**Directions for this task**
Rewrite the data from the line that has "Reviewer note. Confirm that each instance of the elephant tusk" through the line that has "<point>108,58</point>", changing "dirt embankment" to "earth embankment" and leaving everything else as it is. Leave the pictures out of your answer.

------------

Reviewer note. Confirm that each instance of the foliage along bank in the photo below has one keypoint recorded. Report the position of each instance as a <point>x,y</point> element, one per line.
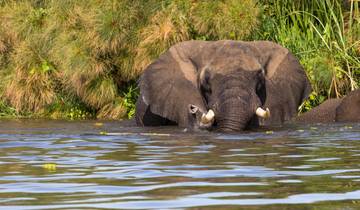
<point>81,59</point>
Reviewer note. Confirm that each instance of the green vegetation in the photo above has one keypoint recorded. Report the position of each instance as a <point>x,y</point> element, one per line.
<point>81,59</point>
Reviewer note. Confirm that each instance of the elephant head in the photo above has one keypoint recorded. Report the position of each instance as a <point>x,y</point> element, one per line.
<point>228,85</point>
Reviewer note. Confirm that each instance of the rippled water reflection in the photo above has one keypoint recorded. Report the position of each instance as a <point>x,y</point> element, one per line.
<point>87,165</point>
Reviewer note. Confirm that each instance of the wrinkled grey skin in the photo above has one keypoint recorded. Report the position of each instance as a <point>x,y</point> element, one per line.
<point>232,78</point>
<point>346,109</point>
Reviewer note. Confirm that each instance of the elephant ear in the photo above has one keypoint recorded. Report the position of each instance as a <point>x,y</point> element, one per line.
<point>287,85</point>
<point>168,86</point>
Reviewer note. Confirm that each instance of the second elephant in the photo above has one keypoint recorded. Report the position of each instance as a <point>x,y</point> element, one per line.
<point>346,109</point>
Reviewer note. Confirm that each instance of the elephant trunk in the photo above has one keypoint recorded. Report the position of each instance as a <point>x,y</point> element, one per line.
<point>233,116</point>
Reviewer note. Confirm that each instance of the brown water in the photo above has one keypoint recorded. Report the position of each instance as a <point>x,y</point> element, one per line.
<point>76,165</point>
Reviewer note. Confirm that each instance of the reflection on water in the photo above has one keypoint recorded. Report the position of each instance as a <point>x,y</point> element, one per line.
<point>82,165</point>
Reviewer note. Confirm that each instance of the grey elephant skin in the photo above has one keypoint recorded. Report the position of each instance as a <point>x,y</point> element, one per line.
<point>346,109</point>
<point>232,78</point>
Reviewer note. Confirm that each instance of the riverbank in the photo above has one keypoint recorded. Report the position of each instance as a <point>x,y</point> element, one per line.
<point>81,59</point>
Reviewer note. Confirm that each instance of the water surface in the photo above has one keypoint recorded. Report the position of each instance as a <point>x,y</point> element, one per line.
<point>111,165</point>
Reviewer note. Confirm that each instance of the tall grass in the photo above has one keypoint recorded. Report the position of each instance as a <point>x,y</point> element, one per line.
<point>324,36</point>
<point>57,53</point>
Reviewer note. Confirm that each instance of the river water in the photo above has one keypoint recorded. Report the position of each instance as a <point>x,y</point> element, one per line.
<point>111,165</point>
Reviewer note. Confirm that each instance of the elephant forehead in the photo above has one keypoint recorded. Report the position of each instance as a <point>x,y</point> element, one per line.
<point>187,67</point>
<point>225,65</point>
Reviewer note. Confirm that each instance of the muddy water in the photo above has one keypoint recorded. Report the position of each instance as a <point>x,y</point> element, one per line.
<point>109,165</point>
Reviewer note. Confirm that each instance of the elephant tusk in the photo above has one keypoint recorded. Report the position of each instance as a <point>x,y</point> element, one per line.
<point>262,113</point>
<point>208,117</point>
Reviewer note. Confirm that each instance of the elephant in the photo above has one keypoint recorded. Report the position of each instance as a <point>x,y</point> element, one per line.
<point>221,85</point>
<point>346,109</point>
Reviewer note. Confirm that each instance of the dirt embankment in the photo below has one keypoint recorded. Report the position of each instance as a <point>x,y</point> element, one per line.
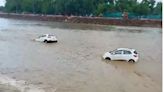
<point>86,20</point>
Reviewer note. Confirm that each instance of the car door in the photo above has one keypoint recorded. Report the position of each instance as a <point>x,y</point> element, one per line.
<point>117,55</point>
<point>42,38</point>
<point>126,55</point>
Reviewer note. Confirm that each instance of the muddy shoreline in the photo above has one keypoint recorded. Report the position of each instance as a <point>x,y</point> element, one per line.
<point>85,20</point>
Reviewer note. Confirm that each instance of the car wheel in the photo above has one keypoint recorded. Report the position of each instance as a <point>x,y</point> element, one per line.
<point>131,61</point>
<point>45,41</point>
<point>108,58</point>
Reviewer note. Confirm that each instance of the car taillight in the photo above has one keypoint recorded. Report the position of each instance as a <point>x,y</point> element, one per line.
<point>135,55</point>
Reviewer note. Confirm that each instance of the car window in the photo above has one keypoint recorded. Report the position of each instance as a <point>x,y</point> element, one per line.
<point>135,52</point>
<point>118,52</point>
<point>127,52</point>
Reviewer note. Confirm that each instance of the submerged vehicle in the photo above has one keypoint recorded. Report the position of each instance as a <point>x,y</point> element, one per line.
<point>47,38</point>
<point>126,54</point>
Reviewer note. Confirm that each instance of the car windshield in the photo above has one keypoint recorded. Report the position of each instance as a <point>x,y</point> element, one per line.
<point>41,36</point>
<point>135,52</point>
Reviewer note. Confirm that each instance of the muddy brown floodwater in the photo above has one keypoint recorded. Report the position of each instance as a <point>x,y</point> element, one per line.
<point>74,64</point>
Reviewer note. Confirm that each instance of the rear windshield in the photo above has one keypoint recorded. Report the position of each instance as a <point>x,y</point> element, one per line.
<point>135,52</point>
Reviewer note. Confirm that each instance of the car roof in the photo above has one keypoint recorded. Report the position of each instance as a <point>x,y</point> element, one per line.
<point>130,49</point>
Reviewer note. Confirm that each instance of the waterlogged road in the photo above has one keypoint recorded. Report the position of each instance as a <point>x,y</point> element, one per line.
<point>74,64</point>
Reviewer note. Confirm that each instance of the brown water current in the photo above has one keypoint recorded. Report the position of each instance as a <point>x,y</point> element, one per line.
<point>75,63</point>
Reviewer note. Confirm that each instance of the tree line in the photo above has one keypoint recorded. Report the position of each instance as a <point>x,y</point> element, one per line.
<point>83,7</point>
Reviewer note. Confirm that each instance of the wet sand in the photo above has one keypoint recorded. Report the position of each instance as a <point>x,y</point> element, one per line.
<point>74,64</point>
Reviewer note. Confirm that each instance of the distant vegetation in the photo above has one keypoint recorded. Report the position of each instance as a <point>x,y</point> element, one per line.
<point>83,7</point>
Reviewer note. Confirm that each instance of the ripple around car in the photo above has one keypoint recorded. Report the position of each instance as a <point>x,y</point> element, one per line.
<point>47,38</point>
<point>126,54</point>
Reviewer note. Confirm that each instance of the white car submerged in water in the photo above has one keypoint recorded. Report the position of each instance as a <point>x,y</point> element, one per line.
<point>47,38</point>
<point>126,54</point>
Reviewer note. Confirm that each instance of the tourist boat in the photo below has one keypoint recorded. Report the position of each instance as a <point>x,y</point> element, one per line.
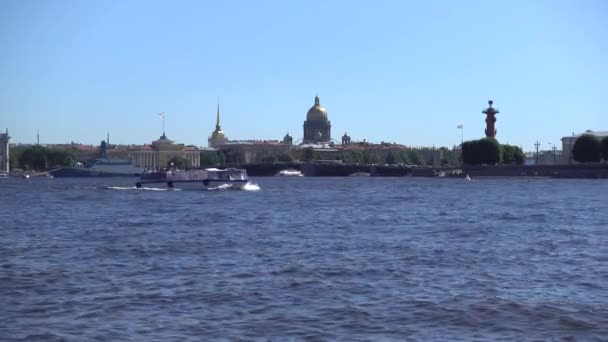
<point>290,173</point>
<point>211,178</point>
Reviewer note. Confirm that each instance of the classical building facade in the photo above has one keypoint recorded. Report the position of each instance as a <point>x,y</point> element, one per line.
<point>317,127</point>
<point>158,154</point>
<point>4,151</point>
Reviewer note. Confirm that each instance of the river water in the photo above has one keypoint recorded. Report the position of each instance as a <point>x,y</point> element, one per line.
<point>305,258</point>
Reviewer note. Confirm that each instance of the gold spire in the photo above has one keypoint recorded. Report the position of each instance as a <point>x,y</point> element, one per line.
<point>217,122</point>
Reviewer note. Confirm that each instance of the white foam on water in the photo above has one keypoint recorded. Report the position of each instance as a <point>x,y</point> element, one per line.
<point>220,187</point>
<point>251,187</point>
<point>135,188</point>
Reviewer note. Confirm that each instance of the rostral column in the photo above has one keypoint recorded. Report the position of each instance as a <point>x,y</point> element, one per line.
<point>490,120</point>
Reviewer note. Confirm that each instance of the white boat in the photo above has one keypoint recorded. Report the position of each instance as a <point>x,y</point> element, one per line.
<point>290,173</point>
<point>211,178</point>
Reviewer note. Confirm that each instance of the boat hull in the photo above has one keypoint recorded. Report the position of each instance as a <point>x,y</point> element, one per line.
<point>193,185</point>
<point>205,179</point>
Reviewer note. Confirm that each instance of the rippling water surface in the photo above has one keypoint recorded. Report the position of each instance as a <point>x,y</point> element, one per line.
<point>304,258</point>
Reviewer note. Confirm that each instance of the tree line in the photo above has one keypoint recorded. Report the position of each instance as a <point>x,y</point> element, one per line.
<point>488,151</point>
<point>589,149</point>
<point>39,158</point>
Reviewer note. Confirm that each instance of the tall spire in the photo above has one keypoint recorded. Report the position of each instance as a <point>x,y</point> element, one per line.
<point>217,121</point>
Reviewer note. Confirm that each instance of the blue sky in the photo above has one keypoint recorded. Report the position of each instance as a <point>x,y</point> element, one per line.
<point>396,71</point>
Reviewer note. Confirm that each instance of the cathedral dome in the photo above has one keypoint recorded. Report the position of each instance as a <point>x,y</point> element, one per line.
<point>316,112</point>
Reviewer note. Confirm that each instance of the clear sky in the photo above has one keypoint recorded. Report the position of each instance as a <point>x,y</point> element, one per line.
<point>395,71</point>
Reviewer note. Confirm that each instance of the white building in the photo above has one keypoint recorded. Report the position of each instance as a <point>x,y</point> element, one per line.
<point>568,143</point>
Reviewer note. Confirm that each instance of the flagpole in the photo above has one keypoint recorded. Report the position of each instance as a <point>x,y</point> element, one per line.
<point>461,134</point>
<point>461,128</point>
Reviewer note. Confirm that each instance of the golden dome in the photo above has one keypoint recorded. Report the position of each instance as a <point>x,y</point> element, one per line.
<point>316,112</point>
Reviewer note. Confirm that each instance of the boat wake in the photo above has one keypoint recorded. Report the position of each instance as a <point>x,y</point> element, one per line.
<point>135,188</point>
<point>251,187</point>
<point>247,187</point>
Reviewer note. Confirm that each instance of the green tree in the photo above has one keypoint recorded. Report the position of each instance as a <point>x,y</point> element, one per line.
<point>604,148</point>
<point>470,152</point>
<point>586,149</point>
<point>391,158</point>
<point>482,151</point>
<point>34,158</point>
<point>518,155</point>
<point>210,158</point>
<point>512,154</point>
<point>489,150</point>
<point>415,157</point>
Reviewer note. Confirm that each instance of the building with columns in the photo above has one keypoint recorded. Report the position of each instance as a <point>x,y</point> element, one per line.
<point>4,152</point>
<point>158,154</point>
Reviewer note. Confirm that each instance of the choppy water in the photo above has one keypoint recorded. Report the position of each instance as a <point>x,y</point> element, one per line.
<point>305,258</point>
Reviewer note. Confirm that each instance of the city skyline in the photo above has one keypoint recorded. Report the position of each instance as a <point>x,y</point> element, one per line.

------------

**Correct output**
Reviewer note. Confirm that each instance of the elephant tusk in the photo above has one keypoint recorded. Report the position of each instance as a <point>x,y</point> element, one per line.
<point>262,113</point>
<point>208,117</point>
Reviewer note. Confirm that each instance of the elephant in the photo above has one keypoint recorded. Report the position of each instance as a <point>x,y</point> element, one per line.
<point>221,85</point>
<point>346,109</point>
Reviewer note. Confirm that each instance of the earth embankment in the photo below has one keypoint recorded. Report the position of each instance as a <point>x,y</point> element, one per line.
<point>86,20</point>
Reviewer note. Confirm that each instance of the car door in the photo above has one keypoint recorded. Report the position of each instance as a <point>x,y</point> element, one per line.
<point>117,55</point>
<point>42,38</point>
<point>126,55</point>
Reviewer note. Confirm that each instance of the muddy shoreline in the photo above has one keypoint recorded. Report the position of each instance as a <point>x,y</point> element, one per line.
<point>85,20</point>
Reviewer note. Confirm that each instance of the car wheel in the photo above has one keypoint recorded. Report the position of each instance as a <point>x,y</point> element, one per line.
<point>131,61</point>
<point>45,41</point>
<point>108,58</point>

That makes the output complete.